● **Provided information**

- Opening Delimiter -

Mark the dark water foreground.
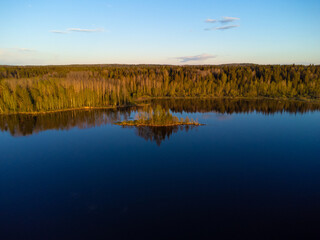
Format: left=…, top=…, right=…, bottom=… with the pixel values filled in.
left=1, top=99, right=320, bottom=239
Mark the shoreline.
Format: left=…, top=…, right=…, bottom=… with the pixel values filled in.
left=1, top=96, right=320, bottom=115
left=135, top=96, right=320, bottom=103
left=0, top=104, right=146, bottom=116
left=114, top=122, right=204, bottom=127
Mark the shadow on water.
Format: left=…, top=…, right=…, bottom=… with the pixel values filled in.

- Closing Delimiter -
- Opening Delimiter -

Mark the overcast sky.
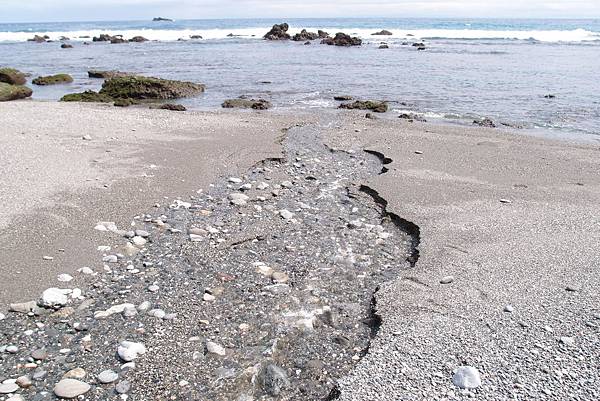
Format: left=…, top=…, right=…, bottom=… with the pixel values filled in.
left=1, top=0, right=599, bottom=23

- Closing Delimiter -

● **To do**
Provide the number of lines in the listing where the string "water" is found, and nothing besides.

● **Solution for this exercise**
2